Instructions to follow:
Write out every single entry exactly.

Entries from a point annotation set
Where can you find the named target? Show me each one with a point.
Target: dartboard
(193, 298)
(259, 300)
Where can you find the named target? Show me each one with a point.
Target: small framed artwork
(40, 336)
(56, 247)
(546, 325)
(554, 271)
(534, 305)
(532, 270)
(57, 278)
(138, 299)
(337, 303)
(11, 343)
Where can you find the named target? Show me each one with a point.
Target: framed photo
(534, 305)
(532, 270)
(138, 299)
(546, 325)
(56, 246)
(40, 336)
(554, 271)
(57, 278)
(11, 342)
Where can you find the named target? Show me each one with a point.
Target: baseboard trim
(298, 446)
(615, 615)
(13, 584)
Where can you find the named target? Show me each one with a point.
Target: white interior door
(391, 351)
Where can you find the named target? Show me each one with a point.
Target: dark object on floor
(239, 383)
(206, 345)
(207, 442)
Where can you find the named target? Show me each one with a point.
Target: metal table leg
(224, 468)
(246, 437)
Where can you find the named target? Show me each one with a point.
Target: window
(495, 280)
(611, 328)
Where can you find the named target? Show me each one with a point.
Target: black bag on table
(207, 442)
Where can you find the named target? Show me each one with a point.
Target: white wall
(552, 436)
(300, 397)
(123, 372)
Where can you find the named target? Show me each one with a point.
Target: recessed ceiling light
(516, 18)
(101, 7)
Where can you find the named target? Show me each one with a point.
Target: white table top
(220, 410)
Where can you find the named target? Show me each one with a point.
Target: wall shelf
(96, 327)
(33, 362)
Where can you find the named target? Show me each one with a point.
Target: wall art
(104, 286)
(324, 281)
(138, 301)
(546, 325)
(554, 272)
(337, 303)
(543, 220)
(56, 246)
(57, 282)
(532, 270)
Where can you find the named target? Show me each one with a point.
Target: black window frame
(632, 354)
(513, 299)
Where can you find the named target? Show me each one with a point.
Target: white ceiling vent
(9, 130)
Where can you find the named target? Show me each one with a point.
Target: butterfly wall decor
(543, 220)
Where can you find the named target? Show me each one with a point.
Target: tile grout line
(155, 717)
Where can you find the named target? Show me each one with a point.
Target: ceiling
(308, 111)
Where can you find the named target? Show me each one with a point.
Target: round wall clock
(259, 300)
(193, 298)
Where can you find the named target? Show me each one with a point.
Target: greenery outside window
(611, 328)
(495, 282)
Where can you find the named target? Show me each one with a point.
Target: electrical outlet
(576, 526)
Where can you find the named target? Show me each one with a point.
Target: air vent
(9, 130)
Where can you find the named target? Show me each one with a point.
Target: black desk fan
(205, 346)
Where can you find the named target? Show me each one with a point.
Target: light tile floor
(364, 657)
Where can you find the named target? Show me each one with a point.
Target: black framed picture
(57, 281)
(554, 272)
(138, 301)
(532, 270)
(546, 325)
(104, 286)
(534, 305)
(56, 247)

Correct response:
Where can you find the named target? Show me each one with a point.
Target: dartboard
(193, 298)
(259, 300)
Where can you find the named target? Show me each one with a point.
Target: small framed artwork
(40, 336)
(56, 247)
(546, 325)
(554, 271)
(534, 305)
(532, 270)
(57, 278)
(138, 299)
(337, 303)
(11, 343)
Where can you find the named target? Show me each one with a point.
Target: framed photo
(534, 305)
(532, 270)
(138, 299)
(546, 325)
(56, 246)
(40, 336)
(554, 271)
(57, 278)
(11, 342)
Where can you find the named target? Show me each one with a point.
Target: baseboard trim
(298, 446)
(615, 615)
(13, 584)
Where can you find the named target? Show me each one with a point.
Target: white interior door
(391, 351)
Where can you find the named target? Show me each one with a point.
Target: dark object on floor
(239, 383)
(206, 345)
(207, 442)
Where can you find the named target? Show me each one with a point.
Target: metal table leg
(224, 468)
(246, 437)
Where can you find the named target? Show me each one with a point.
Target: window
(495, 280)
(611, 328)
Where can you find the named target? Show me each one with a point.
Target: black bag on table
(207, 442)
Where can you find the named target? Show me each one with a point.
Target: white wall
(552, 436)
(300, 397)
(123, 372)
Where can you find the named target? Show me each one with a point.
Target: recessed ceiling light
(516, 18)
(101, 7)
Where can you find the named target? Show me each one with a point.
Target: white table top
(220, 410)
Where can you find the named target? Show me each one with a point.
Target: wall shelf
(96, 327)
(33, 362)
Where can you find the named target? Show me each one with a point.
Target: wall art
(104, 286)
(324, 281)
(138, 301)
(546, 325)
(554, 272)
(337, 303)
(543, 220)
(56, 246)
(57, 282)
(532, 270)
Where can you find the named target? Show me each one with a point.
Target: black window frame
(632, 354)
(513, 299)
Where can you find the named target? Show me each one with a point.
Target: white ceiling vent
(9, 130)
Where can you find the named target? Show me each one with a point.
Target: butterfly wall decor
(543, 220)
Where can you find the named target? Show me each one with a point.
Target: tile grout line
(155, 717)
Where can you find the named target? Show me each one with a point.
Target: ceiling
(308, 111)
Where can you find the named target? Show me each one with a point.
Target: round wall clock
(259, 300)
(193, 298)
Where can you find the named target? Show me each one with a point.
Target: greenery outside window
(611, 328)
(495, 282)
Where can you find the named target? Show me each one with a point.
Target: electrical outlet
(576, 526)
Where can you find the named target? Show me each one with a point.
Target: air vent
(9, 130)
Where can you find the named target? Show me each one with a point.
Target: black desk fan
(205, 346)
Where can you find the named target? Show me each one with a point.
Target: light tile floor
(364, 657)
Where can you find the named target? Show me each one with a point.
Target: black framed picture
(57, 281)
(554, 272)
(138, 301)
(532, 270)
(546, 325)
(104, 286)
(534, 305)
(56, 247)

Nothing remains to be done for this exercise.